> **About this task**:
Take the line containing "Query: guitar hanging on wall" and every line after it in the data below, and print them exactly as given, with nothing else.

(Materials provided Opens)

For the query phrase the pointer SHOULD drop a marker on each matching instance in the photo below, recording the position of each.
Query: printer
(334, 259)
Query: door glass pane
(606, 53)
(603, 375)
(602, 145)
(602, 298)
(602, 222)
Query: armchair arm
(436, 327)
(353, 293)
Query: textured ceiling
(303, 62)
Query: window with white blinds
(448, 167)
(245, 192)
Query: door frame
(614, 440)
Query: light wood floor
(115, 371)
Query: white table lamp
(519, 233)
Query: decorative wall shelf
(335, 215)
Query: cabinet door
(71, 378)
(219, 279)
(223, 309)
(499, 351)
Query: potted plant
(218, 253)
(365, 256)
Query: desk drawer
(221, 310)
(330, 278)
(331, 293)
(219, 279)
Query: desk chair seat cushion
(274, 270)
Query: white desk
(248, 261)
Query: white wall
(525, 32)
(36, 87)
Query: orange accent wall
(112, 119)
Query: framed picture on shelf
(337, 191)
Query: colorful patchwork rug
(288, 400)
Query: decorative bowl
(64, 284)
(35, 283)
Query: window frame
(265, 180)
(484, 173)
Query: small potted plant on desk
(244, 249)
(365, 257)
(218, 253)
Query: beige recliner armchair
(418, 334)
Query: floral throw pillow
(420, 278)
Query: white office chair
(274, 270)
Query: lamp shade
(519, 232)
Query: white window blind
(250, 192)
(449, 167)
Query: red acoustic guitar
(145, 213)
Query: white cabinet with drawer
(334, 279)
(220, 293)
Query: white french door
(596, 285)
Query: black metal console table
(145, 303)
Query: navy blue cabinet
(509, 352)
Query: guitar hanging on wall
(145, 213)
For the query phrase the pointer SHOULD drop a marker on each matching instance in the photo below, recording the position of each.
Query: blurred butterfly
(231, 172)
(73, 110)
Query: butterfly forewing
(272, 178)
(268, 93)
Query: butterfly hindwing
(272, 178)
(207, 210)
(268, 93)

(Materials provided Closes)

> **Solution below**:
Query: guitar hanging on wall
(145, 213)
For the query phrase the pointer SHOULD drop a marker on each matching instance in the photo below, recording the position of each.
Query: blurred butterfly
(231, 172)
(73, 110)
Query: butterfly forewing
(272, 178)
(268, 93)
Query: butterfly hindwing
(272, 178)
(207, 210)
(268, 93)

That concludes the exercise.